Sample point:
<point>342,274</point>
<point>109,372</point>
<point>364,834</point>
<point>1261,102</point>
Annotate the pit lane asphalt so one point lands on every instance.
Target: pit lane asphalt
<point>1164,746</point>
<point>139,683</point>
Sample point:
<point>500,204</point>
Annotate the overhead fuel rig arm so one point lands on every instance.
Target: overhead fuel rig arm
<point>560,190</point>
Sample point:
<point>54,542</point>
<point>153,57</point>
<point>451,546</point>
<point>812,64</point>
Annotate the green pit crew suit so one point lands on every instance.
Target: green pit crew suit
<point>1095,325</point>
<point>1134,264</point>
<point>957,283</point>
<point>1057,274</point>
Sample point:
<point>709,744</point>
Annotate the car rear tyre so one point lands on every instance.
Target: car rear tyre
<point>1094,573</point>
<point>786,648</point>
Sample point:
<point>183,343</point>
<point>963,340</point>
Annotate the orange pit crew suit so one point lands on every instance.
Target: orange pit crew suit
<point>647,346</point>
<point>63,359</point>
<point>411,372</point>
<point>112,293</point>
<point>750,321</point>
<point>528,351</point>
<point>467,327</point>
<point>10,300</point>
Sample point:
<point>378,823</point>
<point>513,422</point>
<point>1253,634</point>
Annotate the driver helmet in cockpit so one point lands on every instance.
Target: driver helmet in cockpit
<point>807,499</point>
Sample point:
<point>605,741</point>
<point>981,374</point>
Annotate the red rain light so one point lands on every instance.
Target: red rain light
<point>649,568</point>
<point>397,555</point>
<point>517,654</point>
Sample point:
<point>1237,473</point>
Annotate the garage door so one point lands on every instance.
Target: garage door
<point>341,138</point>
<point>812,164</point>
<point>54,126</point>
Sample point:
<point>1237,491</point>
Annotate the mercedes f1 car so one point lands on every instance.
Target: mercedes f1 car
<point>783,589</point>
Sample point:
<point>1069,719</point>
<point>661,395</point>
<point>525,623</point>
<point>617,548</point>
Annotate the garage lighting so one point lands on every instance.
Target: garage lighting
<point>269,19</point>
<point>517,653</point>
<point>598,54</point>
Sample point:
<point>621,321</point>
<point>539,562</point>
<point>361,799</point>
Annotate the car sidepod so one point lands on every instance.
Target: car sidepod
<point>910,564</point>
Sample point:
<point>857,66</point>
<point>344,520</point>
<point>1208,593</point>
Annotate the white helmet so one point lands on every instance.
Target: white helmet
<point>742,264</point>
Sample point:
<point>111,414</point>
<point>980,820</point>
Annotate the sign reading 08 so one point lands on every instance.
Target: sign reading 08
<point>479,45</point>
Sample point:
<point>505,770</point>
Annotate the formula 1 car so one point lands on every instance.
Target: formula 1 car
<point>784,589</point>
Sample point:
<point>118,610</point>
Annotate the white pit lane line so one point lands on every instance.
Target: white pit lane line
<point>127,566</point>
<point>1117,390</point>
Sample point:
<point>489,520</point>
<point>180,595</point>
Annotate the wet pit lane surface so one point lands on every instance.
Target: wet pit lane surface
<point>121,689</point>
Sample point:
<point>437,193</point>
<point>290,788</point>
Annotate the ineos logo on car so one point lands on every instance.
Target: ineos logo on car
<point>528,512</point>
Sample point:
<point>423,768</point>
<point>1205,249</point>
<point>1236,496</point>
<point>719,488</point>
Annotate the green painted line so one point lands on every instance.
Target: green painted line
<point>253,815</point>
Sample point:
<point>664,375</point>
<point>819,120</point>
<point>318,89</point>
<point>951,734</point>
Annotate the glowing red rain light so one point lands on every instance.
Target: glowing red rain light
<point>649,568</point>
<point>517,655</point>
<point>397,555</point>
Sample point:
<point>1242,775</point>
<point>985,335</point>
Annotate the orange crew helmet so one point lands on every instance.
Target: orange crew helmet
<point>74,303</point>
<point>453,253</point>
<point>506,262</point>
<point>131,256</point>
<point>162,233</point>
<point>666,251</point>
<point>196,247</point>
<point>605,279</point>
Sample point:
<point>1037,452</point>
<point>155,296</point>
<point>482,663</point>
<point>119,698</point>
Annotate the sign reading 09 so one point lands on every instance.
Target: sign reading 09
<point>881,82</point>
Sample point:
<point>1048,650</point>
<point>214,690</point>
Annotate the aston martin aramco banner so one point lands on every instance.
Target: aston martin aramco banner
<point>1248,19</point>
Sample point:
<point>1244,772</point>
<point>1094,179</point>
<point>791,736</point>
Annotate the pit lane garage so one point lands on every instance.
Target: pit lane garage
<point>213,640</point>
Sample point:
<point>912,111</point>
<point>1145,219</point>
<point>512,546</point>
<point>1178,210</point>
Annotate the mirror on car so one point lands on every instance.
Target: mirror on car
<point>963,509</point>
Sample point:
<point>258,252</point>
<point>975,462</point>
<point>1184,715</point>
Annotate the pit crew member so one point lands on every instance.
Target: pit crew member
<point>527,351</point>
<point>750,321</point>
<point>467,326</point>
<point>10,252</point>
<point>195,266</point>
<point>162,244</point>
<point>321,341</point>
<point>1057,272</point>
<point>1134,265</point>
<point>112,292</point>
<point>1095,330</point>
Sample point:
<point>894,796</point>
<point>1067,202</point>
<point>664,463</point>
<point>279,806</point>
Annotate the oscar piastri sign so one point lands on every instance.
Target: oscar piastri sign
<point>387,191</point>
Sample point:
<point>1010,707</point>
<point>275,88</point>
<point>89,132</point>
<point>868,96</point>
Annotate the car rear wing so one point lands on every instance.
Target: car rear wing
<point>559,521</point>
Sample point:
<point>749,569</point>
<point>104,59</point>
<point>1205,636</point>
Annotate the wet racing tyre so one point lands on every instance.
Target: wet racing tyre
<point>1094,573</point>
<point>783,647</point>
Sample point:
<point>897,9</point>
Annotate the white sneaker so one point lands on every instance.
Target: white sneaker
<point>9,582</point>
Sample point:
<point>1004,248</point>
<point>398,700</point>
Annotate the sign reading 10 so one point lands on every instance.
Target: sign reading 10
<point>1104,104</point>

*Written instruction*
Recast the entire listing above as a JSON array of strings, with one string for each line and blank lines omitted.

*Exercise output*
[
  "Sample point:",
  "<point>342,274</point>",
  "<point>109,372</point>",
  "<point>364,834</point>",
  "<point>1261,102</point>",
  "Annotate the pit lane asphalt so one point lands on every instance.",
  "Target: pit lane asphalt",
  "<point>1164,746</point>",
  "<point>139,683</point>",
  "Sample point:",
  "<point>500,204</point>",
  "Annotate the overhead fuel rig arm so one point lands on every instance.",
  "Target: overhead fuel rig arm",
  "<point>560,190</point>",
  "Sample point:",
  "<point>54,542</point>",
  "<point>153,57</point>",
  "<point>451,546</point>",
  "<point>812,64</point>",
  "Annotate the green pit crew suit so one point lands on every instance.",
  "Target: green pit crew suit",
  "<point>1095,325</point>",
  "<point>1134,264</point>",
  "<point>957,283</point>",
  "<point>1057,274</point>",
  "Sample point:",
  "<point>709,744</point>",
  "Annotate the car rear tyre so one point lands on every instance.",
  "Target: car rear tyre",
  "<point>1094,573</point>",
  "<point>786,648</point>",
  "Sample point:",
  "<point>183,343</point>",
  "<point>963,340</point>",
  "Annotate the orange pit crew suit so one point lands on every instance.",
  "Target: orange pit crew suit",
  "<point>647,346</point>",
  "<point>63,359</point>",
  "<point>411,372</point>",
  "<point>112,293</point>",
  "<point>750,321</point>",
  "<point>528,351</point>",
  "<point>467,327</point>",
  "<point>10,300</point>",
  "Sample point:",
  "<point>378,823</point>",
  "<point>513,422</point>",
  "<point>1253,634</point>",
  "Annotate the driver helmet in cockpit so one point lands on every instance.",
  "Target: driver helmet in cockpit",
  "<point>807,499</point>",
  "Sample point:",
  "<point>605,741</point>",
  "<point>981,374</point>",
  "Annotate the red rain light so one point lands on every instance.",
  "Target: red rain light",
  "<point>649,568</point>",
  "<point>397,555</point>",
  "<point>517,654</point>",
  "Sample point:",
  "<point>1237,473</point>",
  "Annotate the garage door so one point lands on every instance.",
  "Target: garage door",
  "<point>341,138</point>",
  "<point>812,164</point>",
  "<point>54,126</point>",
  "Sample point:",
  "<point>1237,491</point>",
  "Annotate the mercedes f1 car so one point lands on every instance.",
  "Target: mercedes f1 car",
  "<point>783,589</point>",
  "Sample point:",
  "<point>1069,719</point>",
  "<point>661,395</point>",
  "<point>525,623</point>",
  "<point>617,548</point>",
  "Annotate the garage lighting so one point lands on every instance.",
  "Target: garage lighting",
  "<point>269,19</point>",
  "<point>517,653</point>",
  "<point>598,54</point>",
  "Sample point:",
  "<point>621,321</point>",
  "<point>539,562</point>",
  "<point>361,799</point>",
  "Annotate the car sidepod so one point lands on every instance.",
  "Target: car sidepod",
  "<point>910,564</point>",
  "Sample point:",
  "<point>857,66</point>",
  "<point>344,520</point>",
  "<point>1208,593</point>",
  "Annotate the white helmet so one point lands on every instance.",
  "Target: white helmet",
  "<point>742,264</point>",
  "Sample point:",
  "<point>111,414</point>",
  "<point>980,820</point>",
  "Annotate the sign reading 08 so one point lands on every instance.",
  "Target: sign reading 08",
  "<point>479,45</point>",
  "Sample point:",
  "<point>505,770</point>",
  "Annotate the formula 1 car so one point lands on every instance.",
  "Target: formula 1 car",
  "<point>784,589</point>",
  "Sample point:",
  "<point>118,610</point>",
  "Annotate the white pit lane line so one point lands on every instance.",
  "Target: white pit lane line",
  "<point>127,566</point>",
  "<point>1117,390</point>",
  "Sample point:",
  "<point>489,520</point>",
  "<point>180,595</point>",
  "Annotate the wet pit lane surface so one point lands on every instance.",
  "Target: wet pit lane surface",
  "<point>121,689</point>",
  "Sample point:",
  "<point>437,193</point>",
  "<point>290,788</point>",
  "Annotate the ineos logo on car so one point lands on every instance.",
  "Target: ineos logo on car",
  "<point>528,512</point>",
  "Sample point:",
  "<point>423,768</point>",
  "<point>1205,249</point>",
  "<point>1236,496</point>",
  "<point>719,488</point>",
  "Annotate the green painted line so one point lands on every instance.",
  "Target: green painted line",
  "<point>253,815</point>",
  "Sample point:",
  "<point>664,375</point>",
  "<point>819,120</point>",
  "<point>318,89</point>",
  "<point>951,734</point>",
  "Annotate the glowing red rain light so one point lands on every instance.",
  "Target: glowing red rain light",
  "<point>649,568</point>",
  "<point>517,655</point>",
  "<point>397,555</point>",
  "Sample point:",
  "<point>1242,775</point>",
  "<point>985,335</point>",
  "Annotate the orange crew helmet so one point lands on every instance.",
  "Target: orange crew helmet",
  "<point>74,303</point>",
  "<point>453,253</point>",
  "<point>506,262</point>",
  "<point>131,256</point>",
  "<point>162,233</point>",
  "<point>666,251</point>",
  "<point>196,247</point>",
  "<point>605,279</point>",
  "Sample point:",
  "<point>1037,452</point>",
  "<point>155,296</point>",
  "<point>482,663</point>",
  "<point>119,698</point>",
  "Annotate the sign reading 09 so one point lands on every instance.",
  "Target: sign reading 09",
  "<point>881,82</point>",
  "Sample point:",
  "<point>1048,650</point>",
  "<point>214,690</point>",
  "Annotate the aston martin aramco banner so one point lands on every instance.",
  "Target: aston martin aramco banner",
  "<point>1248,19</point>",
  "Sample point:",
  "<point>1244,772</point>",
  "<point>1094,179</point>",
  "<point>791,736</point>",
  "Annotate the pit lane garage so one point lands on every instance.",
  "Target: pit lane garage",
  "<point>213,640</point>",
  "Sample point:",
  "<point>912,111</point>",
  "<point>1145,219</point>",
  "<point>512,546</point>",
  "<point>1178,210</point>",
  "Annotate the mirror on car so one point lands on every instance.",
  "Target: mirror on car",
  "<point>963,509</point>",
  "Sample point:",
  "<point>258,252</point>",
  "<point>975,462</point>",
  "<point>1184,715</point>",
  "Annotate the pit crew member so one point lands on every instance.",
  "Target: pit crew member",
  "<point>527,351</point>",
  "<point>750,321</point>",
  "<point>467,326</point>",
  "<point>10,252</point>",
  "<point>195,266</point>",
  "<point>162,244</point>",
  "<point>321,341</point>",
  "<point>1057,272</point>",
  "<point>1134,265</point>",
  "<point>112,292</point>",
  "<point>1095,330</point>",
  "Sample point:",
  "<point>894,796</point>",
  "<point>1067,202</point>",
  "<point>664,463</point>",
  "<point>279,806</point>",
  "Annotate the oscar piastri sign so one point lands on every instance.",
  "Target: oscar piastri sign",
  "<point>387,191</point>",
  "Sample point:",
  "<point>1010,707</point>",
  "<point>275,88</point>",
  "<point>89,132</point>",
  "<point>868,96</point>",
  "Annotate the car rear wing so one point lands on every instance.",
  "Target: car rear wing",
  "<point>559,521</point>",
  "Sample point:",
  "<point>749,569</point>",
  "<point>104,59</point>",
  "<point>1205,636</point>",
  "Annotate the wet racing tyre so one point lands on every instance.",
  "Target: wet racing tyre",
  "<point>1094,573</point>",
  "<point>783,647</point>",
  "Sample point:",
  "<point>897,9</point>",
  "Annotate the white sneaker so one point lands on every instance.",
  "Target: white sneaker",
  "<point>9,582</point>",
  "Sample point:",
  "<point>1004,248</point>",
  "<point>398,700</point>",
  "Annotate the sign reading 10 so one point lands on every instance.",
  "Target: sign reading 10",
  "<point>1104,104</point>"
]